DATASET EXTRACT:
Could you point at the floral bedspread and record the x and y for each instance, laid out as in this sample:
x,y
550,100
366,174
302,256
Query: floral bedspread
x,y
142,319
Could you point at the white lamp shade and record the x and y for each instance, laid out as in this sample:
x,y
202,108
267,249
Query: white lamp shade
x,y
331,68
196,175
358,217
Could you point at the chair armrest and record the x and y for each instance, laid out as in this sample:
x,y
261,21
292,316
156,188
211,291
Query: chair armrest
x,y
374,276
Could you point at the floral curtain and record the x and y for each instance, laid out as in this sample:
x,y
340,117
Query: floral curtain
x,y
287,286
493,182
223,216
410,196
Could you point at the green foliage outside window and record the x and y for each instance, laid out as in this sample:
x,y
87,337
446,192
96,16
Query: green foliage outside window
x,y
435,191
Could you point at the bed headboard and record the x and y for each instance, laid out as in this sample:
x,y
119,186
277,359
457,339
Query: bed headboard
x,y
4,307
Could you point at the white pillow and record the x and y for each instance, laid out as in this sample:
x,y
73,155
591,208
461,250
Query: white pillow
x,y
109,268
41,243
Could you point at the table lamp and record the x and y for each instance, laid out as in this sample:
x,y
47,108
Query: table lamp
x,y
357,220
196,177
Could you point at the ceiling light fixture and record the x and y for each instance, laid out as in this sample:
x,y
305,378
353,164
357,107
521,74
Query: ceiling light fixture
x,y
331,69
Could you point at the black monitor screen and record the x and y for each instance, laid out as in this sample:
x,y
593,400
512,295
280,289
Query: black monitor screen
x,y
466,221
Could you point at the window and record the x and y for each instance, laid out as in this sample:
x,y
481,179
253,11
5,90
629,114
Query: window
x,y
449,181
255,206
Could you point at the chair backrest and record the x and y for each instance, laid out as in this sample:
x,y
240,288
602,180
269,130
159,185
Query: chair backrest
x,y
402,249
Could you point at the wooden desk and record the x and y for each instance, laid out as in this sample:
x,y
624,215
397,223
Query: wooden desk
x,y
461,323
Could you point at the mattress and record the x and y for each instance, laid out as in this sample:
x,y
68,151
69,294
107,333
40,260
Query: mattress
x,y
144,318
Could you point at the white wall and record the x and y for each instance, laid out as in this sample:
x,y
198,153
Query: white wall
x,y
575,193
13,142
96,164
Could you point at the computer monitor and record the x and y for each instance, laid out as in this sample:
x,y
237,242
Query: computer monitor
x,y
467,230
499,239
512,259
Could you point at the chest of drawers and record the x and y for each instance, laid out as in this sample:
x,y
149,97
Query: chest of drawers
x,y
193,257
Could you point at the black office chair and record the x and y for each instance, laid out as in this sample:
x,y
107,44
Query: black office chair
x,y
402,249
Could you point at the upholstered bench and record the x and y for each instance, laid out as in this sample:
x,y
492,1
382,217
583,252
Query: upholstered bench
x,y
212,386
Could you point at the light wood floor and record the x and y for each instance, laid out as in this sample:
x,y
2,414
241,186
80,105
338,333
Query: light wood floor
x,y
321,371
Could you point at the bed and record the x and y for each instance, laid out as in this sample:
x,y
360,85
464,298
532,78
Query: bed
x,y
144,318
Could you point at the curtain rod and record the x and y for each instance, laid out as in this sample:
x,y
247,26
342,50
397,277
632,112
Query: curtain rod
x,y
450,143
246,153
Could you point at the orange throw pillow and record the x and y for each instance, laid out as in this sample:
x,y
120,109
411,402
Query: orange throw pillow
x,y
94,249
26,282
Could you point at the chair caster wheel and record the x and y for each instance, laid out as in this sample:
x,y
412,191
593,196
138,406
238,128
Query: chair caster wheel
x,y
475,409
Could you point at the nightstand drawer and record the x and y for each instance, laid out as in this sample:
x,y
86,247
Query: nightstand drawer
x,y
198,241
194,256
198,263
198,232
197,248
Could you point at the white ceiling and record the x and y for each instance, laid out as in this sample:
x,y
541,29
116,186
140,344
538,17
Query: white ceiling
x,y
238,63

PROBLEM STATEMENT: From the first line to the last, retype the records exactly.

RESPONSE AREA:
Could you point at the floral bedspread and record the x and y for each instance, laid out as in this sample:
x,y
550,100
366,174
302,256
Query: floral bedspread
x,y
142,319
Could you point at the white lamp shade and record the x and y for each instance, laid out as in this sample:
x,y
202,108
267,249
Query: white lamp shade
x,y
331,68
196,175
358,217
Could you point at the chair armrest and record the x and y for each instance, laid out as in this sample:
x,y
261,21
292,316
156,188
211,291
Query: chair armrest
x,y
374,276
Could you point at the floral curtain and record the x and y for each instance, laid out as in this sample:
x,y
340,117
Query: floral curtain
x,y
287,286
493,182
223,216
410,196
Could you point at the green foliage outside window and record the x and y for each instance, laid out as in this sample:
x,y
87,337
446,192
96,16
Query: green foliage outside window
x,y
435,191
Could you point at the bed headboard and record the x and y for each instance, laid out as in this sample:
x,y
119,186
277,359
457,339
Query: bed headboard
x,y
4,307
Could you point at the white pillow and record the x and y for each instance, laid out as in this sample:
x,y
73,155
591,208
461,250
Query: white pillow
x,y
109,268
41,243
Could you point at the table lamp and record the x and y for each instance, laid out as in this sample:
x,y
47,108
Query: table lamp
x,y
357,220
196,177
Could you point at the ceiling light fixture and record the x and y for each instance, laid out as in this sample:
x,y
305,378
353,164
357,107
521,74
Query: ceiling light fixture
x,y
331,69
Could you point at the black monitor screen and record the x and y for each instance, laid out as in this sample:
x,y
593,400
512,295
280,289
Query: black monitor screen
x,y
466,221
Could you point at the window and record the x and y for each instance, laid out as in this sample:
x,y
481,179
253,11
5,90
629,114
Query: window
x,y
449,181
255,206
Could you point at the chair backrest and record the x and y for each instance, laid out as in this sample:
x,y
240,288
602,180
269,130
159,185
Query: chair backrest
x,y
402,249
Could you point at the wooden desk and record the x and y for each instance, laid out as in this sample:
x,y
624,215
397,223
Query: wooden desk
x,y
461,323
Could you point at the mattress and record the x and y for each instance, laid out as in this sample:
x,y
68,151
69,294
107,333
40,260
Query: mattress
x,y
144,318
Could you point at the white wall and record the x and y for each instance, laid out as in this sample:
x,y
198,153
Query: white wall
x,y
575,193
13,142
96,164
Could you point at the computer monitor and record the x and y for each instance, laid out as in this sample:
x,y
237,242
Query: computer monitor
x,y
467,230
499,239
512,259
Could you point at the chest of drawers and record the x and y for each instance, laid out as in this sample:
x,y
149,97
Query: chest of drawers
x,y
193,257
Could you point at the black office chair and record the x and y for each instance, laid out as in this sample:
x,y
107,44
Query: black office chair
x,y
402,249
Could you point at the upholstered bench and record the x and y for each instance, laid out as in this sample:
x,y
492,1
382,217
583,252
Query: upholstered bench
x,y
212,386
Could you point at the light wood floor and record the x and y for each instance, laid out as in this sample:
x,y
2,414
241,186
80,105
338,333
Query: light wood floor
x,y
321,371
Could you point at the bed and record the x and y for each instance, laid out as in this sample:
x,y
360,85
464,298
532,78
Query: bed
x,y
144,318
Could you point at the curtain rod and record the x and y for each instance, laid out as in this sample:
x,y
247,26
342,50
397,277
632,112
Query: curtain rod
x,y
450,143
246,153
Could you point at the orange throw pillow and record the x and y for each instance, laid out as in this sample:
x,y
120,109
411,402
Query: orange throw pillow
x,y
94,249
26,282
Could you point at the chair caster wheel and record the x and y for each instance, laid out as in this sample:
x,y
412,191
593,196
138,406
238,128
Query: chair caster wheel
x,y
475,409
Could you point at the nightstand drawer and record the x and y for each instance, laid out as in this sample:
x,y
86,247
Query: nightstand drawer
x,y
198,241
194,256
198,263
198,232
197,248
Could you point at the white ceiling and record the x and y for each instance, laid out as in this sample:
x,y
541,29
116,186
140,344
538,17
Query: white ceiling
x,y
238,63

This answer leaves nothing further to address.